Reading text ->
########################################
# Posi-traction Conversion 8.2”



## Roqetman (Aug 31, 2015)

Happy New Year Everyone! My ‘65/389 has open 8.2” rear end with 3.08 gear, th400 transmission. I’d like to change it over to a posi-traction but I’m at a loss to know which brand or type unit to use. I’m happy with the 3.08 gear but it seems the posi’s for the 8.2 require 3.31 or lower gear, like a 3.36. I mostly cruise around town and highways but wouldn’t mind seeing what it would do in the 1/8 or 1/4 mile occasionally. Also, I’m running 235-70R15 on the rear, 28” OD which is a fairly tall tire. So I’d like some sound advice as to whether the 8.2 is worth converting to posi or should I go with a 8.5” or 12 bolt and... what brand posi unit is the most bang for the buck, reliable, durable, i.e. Yukon, Richmond, Detroit Locker, etc? Any advice would be greatly appreciated. Thank you!


----------



## Datold1 (Nov 27, 2018)

*Posi-Traction conversion*

according to my restoration book there could have been a 3.08,3.23,3.36,or3.55 with an automatic but only 3.08 or3.23 if it had air . Safe-T-Track codes were 3.08-ZE,3,23-ZF,3.36-ZG,3.55-ZH . 
I have an 8.2inch 65 Safe-T-Track with 3.55 gears . It has an Eaton unit that I was told is very good,Richmond gears- some say a little noisy- others say not if it is set up right. You might check with Pete at Ames. On the codes if you change the Y to w that is for single track.


----------
########################################
Listed records ->

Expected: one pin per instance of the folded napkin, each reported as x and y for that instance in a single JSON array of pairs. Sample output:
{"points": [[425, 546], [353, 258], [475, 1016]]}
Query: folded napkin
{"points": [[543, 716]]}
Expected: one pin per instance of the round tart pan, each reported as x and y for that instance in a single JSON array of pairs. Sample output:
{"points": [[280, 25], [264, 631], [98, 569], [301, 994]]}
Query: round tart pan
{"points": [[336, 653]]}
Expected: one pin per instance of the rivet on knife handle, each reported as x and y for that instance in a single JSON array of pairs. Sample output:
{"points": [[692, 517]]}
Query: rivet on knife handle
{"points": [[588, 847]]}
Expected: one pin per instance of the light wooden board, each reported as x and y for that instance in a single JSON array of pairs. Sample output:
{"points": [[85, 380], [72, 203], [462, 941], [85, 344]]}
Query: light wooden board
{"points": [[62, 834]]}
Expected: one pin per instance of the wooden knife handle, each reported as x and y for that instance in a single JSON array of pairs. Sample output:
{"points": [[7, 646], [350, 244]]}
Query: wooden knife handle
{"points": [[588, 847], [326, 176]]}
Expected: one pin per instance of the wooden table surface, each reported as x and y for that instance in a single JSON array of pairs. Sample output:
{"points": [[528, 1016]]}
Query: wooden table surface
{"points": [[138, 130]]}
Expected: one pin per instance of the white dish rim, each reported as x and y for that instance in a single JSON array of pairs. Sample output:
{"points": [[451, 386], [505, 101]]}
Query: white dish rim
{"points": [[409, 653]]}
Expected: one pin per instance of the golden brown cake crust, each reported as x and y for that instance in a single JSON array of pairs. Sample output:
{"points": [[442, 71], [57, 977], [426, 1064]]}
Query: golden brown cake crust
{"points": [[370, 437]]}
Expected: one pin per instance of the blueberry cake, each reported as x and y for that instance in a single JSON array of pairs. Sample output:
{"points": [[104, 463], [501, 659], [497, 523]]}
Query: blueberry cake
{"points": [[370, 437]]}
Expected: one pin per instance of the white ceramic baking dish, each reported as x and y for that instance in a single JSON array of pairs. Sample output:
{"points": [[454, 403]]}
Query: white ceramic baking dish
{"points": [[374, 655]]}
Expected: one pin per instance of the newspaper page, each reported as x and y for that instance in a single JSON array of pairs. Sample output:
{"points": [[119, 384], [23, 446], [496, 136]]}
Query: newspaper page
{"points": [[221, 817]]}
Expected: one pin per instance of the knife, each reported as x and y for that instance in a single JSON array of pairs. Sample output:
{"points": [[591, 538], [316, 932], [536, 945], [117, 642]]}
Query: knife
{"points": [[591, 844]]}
########################################
Things to do ->
1 – Do these statements agree with the forum thread? Answer yes or no for each, quoting the thread's deciding words. (a) The first poster's car has a TH400 transmission. (b) The restoration book says a car with air could have had a 3.55 gear. (c) The reply gives ZH as the Safe-T-Track code for 3.36.
2 – Transcribe the stretch of the forum thread from "Happy New Year" through "(Nov 27, 2018)".
3 – According to the forum thread, why is the first poster unsure whether converting the 8.2" rear end to posi-traction makes sense? Answer in one to three sentences.
The rows have nothing to do with the forum thread.

Final results ->
1 –
(a) Yes: "th400 transmission"
(b) No: "only 3.08 or3.23 if it had air"
(c) No: "3.55-ZH"

2 –
Happy New Year Everyone! My ‘65/389 has open 8.2” rear end with 3.08 gear, th400 transmission. I’d like to change it over to a posi-traction but I’m at a loss to know which brand or type unit to use. I’m happy with the 3.08 gear but it seems the posi’s for the 8.2 require 3.31 or lower gear, like a 3.36. I mostly cruise around town and highways but wouldn’t mind seeing what it would do in the 1/8 or 1/4 mile occasionally. Also, I’m running 235-70R15 on the rear, 28” OD which is a fairly tall tire. So I’d like some sound advice as to whether the 8.2 is worth converting to posi or should I go with a 8.5” or 12 bolt and... what brand posi unit is the most bang for the buck, reliable, durable, i.e. Yukon, Richmond, Detroit Locker, etc? Any advice would be greatly appreciated. Thank you!


----------



## Datold1 (Nov 27, 2018)

3 – The poster is happy with the 3.08 gear, but the posi units for the 8.2 seem to require a 3.31 or lower gear, such as a 3.36. That is why the poster asks whether the 8.2 is worth converting or whether an 8.5" or 12 bolt would be better.